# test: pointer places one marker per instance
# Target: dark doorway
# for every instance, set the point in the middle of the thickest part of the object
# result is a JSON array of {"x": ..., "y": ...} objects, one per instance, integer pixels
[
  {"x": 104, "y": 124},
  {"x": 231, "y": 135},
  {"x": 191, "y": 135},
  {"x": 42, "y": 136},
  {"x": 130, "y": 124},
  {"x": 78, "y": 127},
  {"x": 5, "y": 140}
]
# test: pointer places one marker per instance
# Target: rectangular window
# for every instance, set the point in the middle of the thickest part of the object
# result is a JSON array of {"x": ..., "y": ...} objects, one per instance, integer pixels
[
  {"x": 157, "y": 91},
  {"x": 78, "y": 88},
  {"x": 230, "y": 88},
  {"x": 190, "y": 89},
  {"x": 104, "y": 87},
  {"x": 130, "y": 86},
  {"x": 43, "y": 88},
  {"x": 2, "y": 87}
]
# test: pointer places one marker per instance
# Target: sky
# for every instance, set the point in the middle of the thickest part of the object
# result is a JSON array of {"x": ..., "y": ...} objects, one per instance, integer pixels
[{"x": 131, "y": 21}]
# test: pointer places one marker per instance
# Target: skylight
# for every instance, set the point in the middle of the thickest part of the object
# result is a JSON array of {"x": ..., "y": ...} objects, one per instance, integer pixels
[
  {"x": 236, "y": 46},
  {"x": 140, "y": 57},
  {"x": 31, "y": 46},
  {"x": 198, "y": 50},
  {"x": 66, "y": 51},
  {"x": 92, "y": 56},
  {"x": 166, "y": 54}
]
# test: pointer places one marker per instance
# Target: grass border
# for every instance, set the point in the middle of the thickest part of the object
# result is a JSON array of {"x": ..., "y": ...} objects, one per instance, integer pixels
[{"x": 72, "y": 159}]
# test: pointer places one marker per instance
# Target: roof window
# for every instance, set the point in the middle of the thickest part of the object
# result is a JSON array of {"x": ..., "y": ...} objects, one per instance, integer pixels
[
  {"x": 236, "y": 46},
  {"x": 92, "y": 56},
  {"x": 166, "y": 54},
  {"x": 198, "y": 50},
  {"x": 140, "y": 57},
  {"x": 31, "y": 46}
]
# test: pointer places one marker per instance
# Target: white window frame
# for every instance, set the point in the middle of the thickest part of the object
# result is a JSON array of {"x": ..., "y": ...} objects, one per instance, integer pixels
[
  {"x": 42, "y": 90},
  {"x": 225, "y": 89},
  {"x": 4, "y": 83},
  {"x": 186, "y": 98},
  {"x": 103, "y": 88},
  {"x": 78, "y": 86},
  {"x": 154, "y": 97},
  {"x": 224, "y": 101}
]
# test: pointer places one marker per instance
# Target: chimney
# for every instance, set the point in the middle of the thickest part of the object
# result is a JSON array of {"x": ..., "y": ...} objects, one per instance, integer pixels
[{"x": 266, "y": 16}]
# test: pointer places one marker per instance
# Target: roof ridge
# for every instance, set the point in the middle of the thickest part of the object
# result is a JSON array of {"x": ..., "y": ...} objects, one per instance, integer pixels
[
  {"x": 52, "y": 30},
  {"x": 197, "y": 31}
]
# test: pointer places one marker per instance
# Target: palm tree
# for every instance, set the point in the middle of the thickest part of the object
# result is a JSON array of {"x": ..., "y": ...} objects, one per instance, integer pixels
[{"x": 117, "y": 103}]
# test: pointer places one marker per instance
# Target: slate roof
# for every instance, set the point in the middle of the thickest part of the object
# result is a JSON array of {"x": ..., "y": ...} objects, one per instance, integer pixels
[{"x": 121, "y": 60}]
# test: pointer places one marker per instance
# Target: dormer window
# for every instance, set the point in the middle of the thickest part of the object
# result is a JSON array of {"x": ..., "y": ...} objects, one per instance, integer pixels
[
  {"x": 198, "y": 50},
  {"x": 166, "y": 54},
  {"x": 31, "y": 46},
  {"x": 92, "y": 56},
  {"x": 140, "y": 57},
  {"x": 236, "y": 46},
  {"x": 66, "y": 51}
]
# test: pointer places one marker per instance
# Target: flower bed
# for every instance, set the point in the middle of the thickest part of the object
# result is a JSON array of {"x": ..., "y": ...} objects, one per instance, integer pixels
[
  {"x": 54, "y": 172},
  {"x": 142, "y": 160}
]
========================================================================
GIVEN TASK:
Make an exact copy of the data above.

PROBLEM SOLUTION:
# test: pointer places one marker per instance
# Target: dark doorway
# for every instance, set the point in the middle of the thickest part of the object
# result is a JSON array of {"x": ..., "y": ...} objects, one per instance, integer pixels
[
  {"x": 104, "y": 124},
  {"x": 231, "y": 135},
  {"x": 191, "y": 135},
  {"x": 42, "y": 136},
  {"x": 130, "y": 124},
  {"x": 78, "y": 127},
  {"x": 5, "y": 140}
]
# test: pointer places one marker per instance
# Target: rectangular window
# for every instance, set the point in the middle of the thickest part of the object
# result is a JSON array of {"x": ..., "y": ...} objects, one per instance, integer pixels
[
  {"x": 157, "y": 91},
  {"x": 78, "y": 88},
  {"x": 230, "y": 88},
  {"x": 190, "y": 89},
  {"x": 104, "y": 87},
  {"x": 130, "y": 86},
  {"x": 43, "y": 88},
  {"x": 2, "y": 87}
]
# test: pointer places one marker per instance
# Target: sky
# for every instance, set the point in the middle of the thickest part of the object
# result is a JSON array of {"x": ..., "y": ...} objects, one per instance, integer pixels
[{"x": 131, "y": 21}]
# test: pointer places one marker per instance
# Target: skylight
# for every instance, set the point in the middle of the thickest part of the object
# result is a JSON array of {"x": ..., "y": ...} objects, one per instance, integer pixels
[
  {"x": 236, "y": 46},
  {"x": 140, "y": 57},
  {"x": 31, "y": 46},
  {"x": 198, "y": 50},
  {"x": 66, "y": 51},
  {"x": 92, "y": 56},
  {"x": 166, "y": 54}
]
# test: pointer places one marker per instance
# Target: grass border
# for every instance, set the point in the middle of the thickest part of the object
# result is a JSON array of {"x": ..., "y": ...} objects, one per instance, integer pixels
[{"x": 72, "y": 159}]
# test: pointer places one marker per instance
# Target: roof window
# for every instance, set the point in the middle of the thickest part of the object
# result is a JSON array of {"x": ..., "y": ...} objects, one per instance, integer pixels
[
  {"x": 236, "y": 46},
  {"x": 92, "y": 56},
  {"x": 166, "y": 54},
  {"x": 198, "y": 50},
  {"x": 140, "y": 57},
  {"x": 31, "y": 46}
]
# test: pointer places one marker per instance
# Target: white window frame
# for every instance, set the point in the middle of the thickest part of the object
# result is a JSON array of {"x": ..., "y": ...} objects, one per instance, integer pixels
[
  {"x": 42, "y": 90},
  {"x": 225, "y": 89},
  {"x": 4, "y": 83},
  {"x": 186, "y": 98},
  {"x": 103, "y": 88},
  {"x": 78, "y": 86},
  {"x": 154, "y": 97},
  {"x": 224, "y": 101}
]
# test: pointer places one marker per instance
# Target: chimney
# for every instance, set the point in the middle of the thickest part of the object
# result is a JSON array of {"x": ..., "y": ...} objects, one per instance, integer pixels
[{"x": 266, "y": 16}]
# test: pointer places one marker per instance
# Target: roof ridge
# for every instance, set the point in the middle of the thickest part of the object
# result is a JSON array of {"x": ..., "y": ...} objects, one per instance, integer pixels
[
  {"x": 52, "y": 30},
  {"x": 197, "y": 31}
]
# test: pointer places one marker per instance
# Target: palm tree
# for every instance, set the point in the middle of the thickest part of the object
# result is a JSON array of {"x": ..., "y": ...} objects, one per instance, integer pixels
[{"x": 117, "y": 103}]
# test: pointer places one marker per instance
# Target: slate roof
# for every instance, set the point in the middle of the thickest part of the object
# result is a JSON array of {"x": ..., "y": ...} objects, one per instance, integer pixels
[{"x": 121, "y": 60}]
# test: pointer places one marker per instance
# Target: dormer window
# for every instance, set the point in the middle of the thickest part of the object
# result is a JSON array of {"x": ..., "y": ...} objects, one per instance, integer pixels
[
  {"x": 198, "y": 50},
  {"x": 166, "y": 54},
  {"x": 31, "y": 46},
  {"x": 92, "y": 56},
  {"x": 140, "y": 57},
  {"x": 236, "y": 46},
  {"x": 66, "y": 51}
]
# test: pointer places one marker per instance
# Target: flower bed
# for every instance, set the point in the middle of the thickest part of the object
# result is a JSON array of {"x": ..., "y": ...} objects, one per instance, integer pixels
[
  {"x": 54, "y": 172},
  {"x": 142, "y": 160}
]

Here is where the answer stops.